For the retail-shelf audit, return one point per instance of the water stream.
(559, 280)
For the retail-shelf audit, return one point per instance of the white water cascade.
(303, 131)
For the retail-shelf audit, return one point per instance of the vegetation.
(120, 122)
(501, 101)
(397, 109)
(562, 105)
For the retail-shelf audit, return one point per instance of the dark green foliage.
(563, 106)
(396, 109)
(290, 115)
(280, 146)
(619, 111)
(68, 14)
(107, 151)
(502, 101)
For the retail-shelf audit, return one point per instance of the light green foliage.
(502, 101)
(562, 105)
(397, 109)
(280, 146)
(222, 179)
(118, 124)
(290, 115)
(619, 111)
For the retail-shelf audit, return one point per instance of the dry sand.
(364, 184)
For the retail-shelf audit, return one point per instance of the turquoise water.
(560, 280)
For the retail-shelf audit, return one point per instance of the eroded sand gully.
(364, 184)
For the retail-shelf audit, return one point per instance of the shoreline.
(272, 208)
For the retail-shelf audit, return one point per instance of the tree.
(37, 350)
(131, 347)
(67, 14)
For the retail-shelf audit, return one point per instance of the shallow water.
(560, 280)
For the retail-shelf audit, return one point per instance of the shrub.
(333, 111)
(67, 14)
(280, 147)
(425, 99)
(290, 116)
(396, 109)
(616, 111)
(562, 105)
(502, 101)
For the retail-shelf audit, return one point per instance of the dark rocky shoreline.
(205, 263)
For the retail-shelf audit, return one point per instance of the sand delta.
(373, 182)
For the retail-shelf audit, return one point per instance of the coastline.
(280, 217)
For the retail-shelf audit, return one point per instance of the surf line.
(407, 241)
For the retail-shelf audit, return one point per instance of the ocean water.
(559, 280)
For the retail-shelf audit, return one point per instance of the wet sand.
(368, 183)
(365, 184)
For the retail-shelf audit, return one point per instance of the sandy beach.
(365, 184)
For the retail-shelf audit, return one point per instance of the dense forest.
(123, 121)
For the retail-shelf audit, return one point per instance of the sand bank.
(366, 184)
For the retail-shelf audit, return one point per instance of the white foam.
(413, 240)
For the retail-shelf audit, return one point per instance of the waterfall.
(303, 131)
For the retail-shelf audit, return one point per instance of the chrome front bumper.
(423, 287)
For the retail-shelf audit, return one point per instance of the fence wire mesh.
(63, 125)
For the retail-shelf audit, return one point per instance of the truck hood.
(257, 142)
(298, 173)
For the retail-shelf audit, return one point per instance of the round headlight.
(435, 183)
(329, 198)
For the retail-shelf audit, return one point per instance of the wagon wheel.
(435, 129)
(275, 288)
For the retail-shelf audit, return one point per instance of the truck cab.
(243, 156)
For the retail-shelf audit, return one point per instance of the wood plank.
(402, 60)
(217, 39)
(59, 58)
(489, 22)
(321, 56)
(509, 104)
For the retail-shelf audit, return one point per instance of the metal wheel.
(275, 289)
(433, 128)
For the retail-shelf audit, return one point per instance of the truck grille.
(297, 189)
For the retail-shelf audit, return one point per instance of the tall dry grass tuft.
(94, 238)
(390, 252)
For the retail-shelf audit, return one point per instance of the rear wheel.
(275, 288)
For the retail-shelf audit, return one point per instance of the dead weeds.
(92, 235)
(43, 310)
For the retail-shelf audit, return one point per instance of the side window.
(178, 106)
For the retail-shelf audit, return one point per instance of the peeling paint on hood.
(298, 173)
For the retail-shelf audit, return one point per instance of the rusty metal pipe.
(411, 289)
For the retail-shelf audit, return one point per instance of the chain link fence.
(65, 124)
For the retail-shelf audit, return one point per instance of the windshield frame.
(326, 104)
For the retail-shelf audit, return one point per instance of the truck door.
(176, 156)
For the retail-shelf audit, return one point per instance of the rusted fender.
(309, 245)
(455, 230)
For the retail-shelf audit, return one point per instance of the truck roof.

◇ ◇ ◇ ◇ ◇ ◇ ◇

▶ **Direction**
Reproduce the stretch of the material from the line containing "the metal wheel." through the end, keeping every line, and adjust each point coordinate in the answers by -81.

▶ **Full answer**
For the retail-shelf audit, return one point per instance of the metal wheel.
(194, 208)
(352, 47)
For the retail-shelf audit, return one point per instance of the truck grille.
(216, 108)
For the retail-shelf audit, return one point per instance of the tall dry grass tuft.
(13, 157)
(309, 171)
For the retail-shelf audit, return one point per instance of the rear wheel.
(194, 207)
For the retail-shelf audit, return one point per instance of the dead weeds.
(11, 154)
(-38, 229)
For the retail-shelf audit, return one point per instance of the side window.
(97, 25)
For the retail-shelf audit, return one point per instance of the peeling paint on hood.
(217, 92)
For the retail-shelf audit, return one point per instance of the rusty metal pipe.
(330, 208)
For the retail-shelf audit, return one point per instance of the chain link fence.
(-16, 43)
For the retail-shelf audit, return one point per instance of the windshield frame.
(245, 23)
For the retail-shelf audit, return one point per instance of the truck door.
(95, 75)
For the retail-shelf audit, return one point per instance of the rusted fender.
(228, 164)
(374, 149)
For the retail-shelf audit, return one point per instance of the truck roof.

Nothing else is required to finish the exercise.